Aim of the exercise → Write the data out again in full, with no departure from the original.

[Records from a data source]
[Start]

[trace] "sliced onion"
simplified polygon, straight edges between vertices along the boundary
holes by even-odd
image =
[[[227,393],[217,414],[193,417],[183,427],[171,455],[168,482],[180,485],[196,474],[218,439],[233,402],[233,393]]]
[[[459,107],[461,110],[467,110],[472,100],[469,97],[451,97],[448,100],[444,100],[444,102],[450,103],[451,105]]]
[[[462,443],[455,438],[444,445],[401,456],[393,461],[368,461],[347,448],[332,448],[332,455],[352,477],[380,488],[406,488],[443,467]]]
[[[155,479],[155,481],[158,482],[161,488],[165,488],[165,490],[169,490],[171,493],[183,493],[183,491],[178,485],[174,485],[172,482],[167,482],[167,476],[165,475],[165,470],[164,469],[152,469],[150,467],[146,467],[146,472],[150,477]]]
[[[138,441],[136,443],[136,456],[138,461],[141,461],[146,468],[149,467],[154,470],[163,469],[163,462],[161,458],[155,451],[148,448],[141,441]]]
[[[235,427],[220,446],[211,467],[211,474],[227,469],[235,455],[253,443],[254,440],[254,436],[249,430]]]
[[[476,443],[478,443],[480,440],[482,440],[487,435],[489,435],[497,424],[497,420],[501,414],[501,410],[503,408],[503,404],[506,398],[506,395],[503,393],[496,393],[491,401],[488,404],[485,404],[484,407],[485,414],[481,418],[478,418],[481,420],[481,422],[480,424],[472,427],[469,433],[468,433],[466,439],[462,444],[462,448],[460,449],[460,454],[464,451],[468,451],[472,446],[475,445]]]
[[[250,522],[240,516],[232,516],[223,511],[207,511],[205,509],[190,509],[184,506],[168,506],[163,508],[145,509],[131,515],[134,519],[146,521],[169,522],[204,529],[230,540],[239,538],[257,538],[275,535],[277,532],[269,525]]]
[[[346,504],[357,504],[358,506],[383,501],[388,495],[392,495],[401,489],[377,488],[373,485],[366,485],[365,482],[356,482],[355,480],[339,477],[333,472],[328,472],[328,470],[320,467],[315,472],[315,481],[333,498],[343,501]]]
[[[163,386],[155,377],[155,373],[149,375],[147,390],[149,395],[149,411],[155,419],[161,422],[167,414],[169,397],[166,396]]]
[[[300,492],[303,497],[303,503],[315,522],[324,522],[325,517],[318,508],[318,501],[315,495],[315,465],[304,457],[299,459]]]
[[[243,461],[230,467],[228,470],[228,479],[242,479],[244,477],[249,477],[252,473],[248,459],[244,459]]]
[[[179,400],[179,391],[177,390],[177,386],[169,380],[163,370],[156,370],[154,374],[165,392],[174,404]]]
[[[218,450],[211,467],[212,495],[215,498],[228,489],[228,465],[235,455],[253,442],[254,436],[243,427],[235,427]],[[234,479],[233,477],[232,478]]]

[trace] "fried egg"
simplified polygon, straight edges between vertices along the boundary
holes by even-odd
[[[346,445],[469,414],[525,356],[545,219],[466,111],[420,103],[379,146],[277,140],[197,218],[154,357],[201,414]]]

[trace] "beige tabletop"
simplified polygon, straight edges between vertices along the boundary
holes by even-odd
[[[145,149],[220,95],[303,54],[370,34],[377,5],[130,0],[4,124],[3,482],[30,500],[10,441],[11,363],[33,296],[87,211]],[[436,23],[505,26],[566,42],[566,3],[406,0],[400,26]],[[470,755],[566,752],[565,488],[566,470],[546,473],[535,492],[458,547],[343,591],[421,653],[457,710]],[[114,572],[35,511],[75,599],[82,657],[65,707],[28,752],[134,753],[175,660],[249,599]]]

[End]

Task result →
[trace] "sliced onion"
simplified polygon, straight edges between vertices along the boundary
holes by even-odd
image =
[[[227,393],[217,414],[193,417],[183,427],[171,455],[168,482],[180,485],[196,474],[218,439],[233,402],[233,393]]]
[[[459,107],[461,110],[467,110],[472,100],[469,97],[451,97],[448,100],[444,100],[444,102],[450,103],[451,105]]]
[[[462,443],[455,438],[444,445],[401,456],[393,461],[368,461],[347,448],[332,448],[332,455],[352,477],[380,488],[406,488],[443,467]]]
[[[155,479],[155,481],[158,482],[161,488],[165,488],[165,490],[169,490],[171,493],[183,493],[183,491],[178,485],[174,485],[172,482],[167,482],[167,476],[165,475],[165,470],[164,469],[152,469],[150,467],[146,467],[146,472],[150,477]]]
[[[138,441],[136,443],[136,456],[138,461],[141,461],[146,468],[149,467],[154,470],[163,469],[163,462],[161,458],[155,451],[148,448],[141,441]]]
[[[235,427],[220,446],[211,467],[211,474],[227,469],[235,455],[253,443],[254,440],[254,436],[249,430]]]
[[[476,443],[478,443],[480,440],[482,440],[487,435],[489,435],[497,424],[497,420],[501,414],[501,410],[503,408],[503,404],[506,398],[506,395],[503,393],[496,393],[491,401],[488,404],[485,404],[484,407],[485,414],[481,418],[478,418],[481,420],[481,422],[480,424],[472,427],[469,433],[468,433],[466,439],[462,444],[462,448],[460,449],[460,454],[464,451],[468,451],[472,446],[475,445]]]
[[[250,522],[240,516],[232,516],[223,511],[207,511],[205,509],[190,509],[184,506],[168,506],[163,508],[145,509],[131,515],[134,519],[146,521],[169,522],[204,529],[230,540],[239,538],[257,538],[275,535],[277,532],[269,525]]]
[[[346,504],[357,504],[358,506],[383,501],[388,495],[392,495],[401,489],[377,488],[373,485],[366,485],[365,482],[356,482],[355,480],[339,477],[333,472],[328,472],[328,470],[320,467],[315,472],[315,481],[333,498],[343,501]]]
[[[163,386],[155,377],[155,373],[149,375],[147,390],[149,395],[149,411],[155,419],[161,422],[167,414],[169,397],[166,396]]]
[[[300,492],[303,497],[303,503],[315,522],[324,522],[325,517],[318,508],[318,501],[315,495],[315,465],[304,457],[299,459]]]
[[[243,461],[230,467],[228,470],[228,479],[242,479],[244,477],[249,477],[252,473],[248,459],[244,459]]]
[[[179,400],[179,391],[177,390],[177,386],[169,380],[163,370],[156,370],[154,374],[165,392],[174,404]]]
[[[218,450],[211,467],[212,495],[215,498],[228,489],[228,465],[235,455],[253,442],[254,436],[243,427],[235,427]],[[234,479],[233,477],[232,478]]]

[trace] "fried egg"
simplified polygon, straight edges between vertices along the boundary
holes by even-odd
[[[346,445],[469,414],[525,356],[545,219],[466,111],[420,103],[379,146],[277,140],[197,218],[154,357],[201,414]]]

[trace] "beige tabletop"
simplified polygon, straight edges between vertices along the boundary
holes by even-odd
[[[145,149],[220,95],[303,54],[370,34],[377,5],[130,0],[4,124],[3,482],[30,500],[10,441],[11,363],[33,296],[87,211]],[[436,23],[505,26],[566,42],[566,3],[406,0],[400,26]],[[470,755],[566,752],[565,488],[566,470],[546,473],[535,492],[458,547],[343,591],[421,653],[457,710]],[[114,572],[35,511],[75,599],[82,657],[65,707],[28,752],[134,753],[175,660],[249,599]]]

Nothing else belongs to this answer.